- [WORK ITEM] Reproduce each entry below exactly as it appears.

- [SUPPLIED ENTRIES]
————————

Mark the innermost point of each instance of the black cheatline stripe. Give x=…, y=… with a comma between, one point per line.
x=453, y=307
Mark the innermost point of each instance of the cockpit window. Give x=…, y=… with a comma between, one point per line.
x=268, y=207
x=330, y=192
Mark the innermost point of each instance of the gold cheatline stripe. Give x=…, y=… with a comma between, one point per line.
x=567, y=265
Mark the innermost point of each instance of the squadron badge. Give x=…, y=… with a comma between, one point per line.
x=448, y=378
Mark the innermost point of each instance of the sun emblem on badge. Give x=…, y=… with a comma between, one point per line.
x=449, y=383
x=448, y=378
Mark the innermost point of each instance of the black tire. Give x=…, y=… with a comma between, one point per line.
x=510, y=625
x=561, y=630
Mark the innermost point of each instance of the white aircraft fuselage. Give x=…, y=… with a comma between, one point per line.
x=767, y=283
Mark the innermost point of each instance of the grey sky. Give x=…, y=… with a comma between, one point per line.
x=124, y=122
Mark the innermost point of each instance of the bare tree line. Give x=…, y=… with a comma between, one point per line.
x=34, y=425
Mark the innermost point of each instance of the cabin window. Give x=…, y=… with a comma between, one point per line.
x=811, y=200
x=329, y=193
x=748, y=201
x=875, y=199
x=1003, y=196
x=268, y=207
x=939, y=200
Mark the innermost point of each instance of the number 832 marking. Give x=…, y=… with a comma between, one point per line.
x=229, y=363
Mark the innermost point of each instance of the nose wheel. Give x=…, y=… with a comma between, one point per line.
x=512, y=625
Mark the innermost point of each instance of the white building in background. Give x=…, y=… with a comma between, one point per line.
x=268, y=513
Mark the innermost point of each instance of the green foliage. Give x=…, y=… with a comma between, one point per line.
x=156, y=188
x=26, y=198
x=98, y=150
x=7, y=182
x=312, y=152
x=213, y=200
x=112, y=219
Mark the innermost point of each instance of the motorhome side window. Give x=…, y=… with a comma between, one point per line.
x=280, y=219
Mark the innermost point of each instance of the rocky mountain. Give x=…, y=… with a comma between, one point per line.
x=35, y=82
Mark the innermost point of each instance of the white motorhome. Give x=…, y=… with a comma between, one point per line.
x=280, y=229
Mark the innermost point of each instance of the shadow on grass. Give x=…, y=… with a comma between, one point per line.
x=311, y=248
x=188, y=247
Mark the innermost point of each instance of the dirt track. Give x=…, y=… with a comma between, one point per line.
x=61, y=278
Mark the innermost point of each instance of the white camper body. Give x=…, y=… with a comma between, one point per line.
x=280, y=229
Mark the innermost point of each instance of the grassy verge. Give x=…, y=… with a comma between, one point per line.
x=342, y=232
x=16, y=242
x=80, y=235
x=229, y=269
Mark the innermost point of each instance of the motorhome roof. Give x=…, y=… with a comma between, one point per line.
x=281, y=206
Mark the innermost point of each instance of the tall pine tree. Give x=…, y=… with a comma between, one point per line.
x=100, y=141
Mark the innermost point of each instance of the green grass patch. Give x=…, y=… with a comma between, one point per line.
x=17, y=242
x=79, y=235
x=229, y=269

————————

- [OUTPUT BELOW]
Mark the innermost point of each instance of the black cheatline stripe. Give x=…, y=… with a comma between, one point per line.
x=453, y=307
Mark the innermost point of each instance of the cockpit window. Give x=…, y=… with a comma between, one point per line.
x=268, y=207
x=330, y=192
Mark the innermost point of each instance of the gold cheatline stripe. Give x=…, y=… with a comma between, one point per line.
x=567, y=265
Mark the innermost point of each instance of the squadron badge. Give x=…, y=… with a comma between, one point per line.
x=448, y=378
Mark the innermost point of each instance of the sun emblem on badge. Give x=…, y=… with a comma between, one point per line.
x=449, y=383
x=448, y=378
Mark the innermost point of each instance of the black tire. Give x=…, y=… with a comma between, one point per line.
x=510, y=625
x=561, y=630
Mark the innermost point of each instance of the white aircraft fuselage. Give x=…, y=… with a comma between, one point per line.
x=767, y=283
Mark the innermost point of each instance of the grey sky. Give x=…, y=… with a comma between, one point per line.
x=124, y=122
Mark the innermost point of each instance of the bare tree line. Give x=…, y=… with a comma between, one point per line.
x=34, y=425
Mark the innermost point of each instance of the cabin window. Give x=…, y=… with a comma between, one point per line.
x=811, y=200
x=329, y=193
x=748, y=201
x=875, y=199
x=1003, y=196
x=268, y=207
x=939, y=200
Mark the innermost point of each instance of the number 832 marking. Give x=…, y=… with a comma between, one point per line.
x=229, y=363
Mark the innermost point of each instance of the nose wheel. Give x=…, y=… with a comma between, one point per line.
x=512, y=625
Mark the innermost point of each instance of the white building in background. Give x=…, y=… with a comma between, one point per line.
x=268, y=513
Mark the innermost point of each instance of the green foliage. Give x=…, y=… with a comma between, one point per line.
x=156, y=188
x=26, y=198
x=98, y=150
x=7, y=182
x=312, y=152
x=213, y=200
x=112, y=219
Mark the innermost point of each instance of the motorhome side window. Give x=…, y=… with a comma between, one point per line.
x=280, y=219
Mark the innermost point of each instance of the rocky mountain. Give x=…, y=… with a comma between, one point per line.
x=35, y=82
Mark the innermost point of each instance of the white motorhome. Give x=…, y=… with a comma between, one point per line.
x=280, y=229
Mark the innermost point of each instance of the shadow on grass. Give x=…, y=… with a comma between, one point per line.
x=311, y=248
x=188, y=247
Mark the innermost point of each instance of the dirt track. Give x=…, y=… with a comma between, one point per line.
x=61, y=278
Mark the innermost point of each instance of the white camper body. Give x=…, y=… with a comma between, one point per line.
x=280, y=229
Mark the innermost point of each instance of the grassy verge. Give x=…, y=… with a comma between, one point per line.
x=342, y=232
x=16, y=242
x=80, y=235
x=229, y=269
Mark the innermost point of each instance of the motorhome roof. Give x=…, y=… with a comma between, one point per line.
x=281, y=206
Mark the innermost point of each instance of the tall pine tree. Give x=…, y=… with a comma between, one point per line.
x=100, y=141
Mark the innermost point of each instance of the green grass patch. Give x=…, y=… with a comma between, one point per line.
x=17, y=242
x=79, y=235
x=229, y=269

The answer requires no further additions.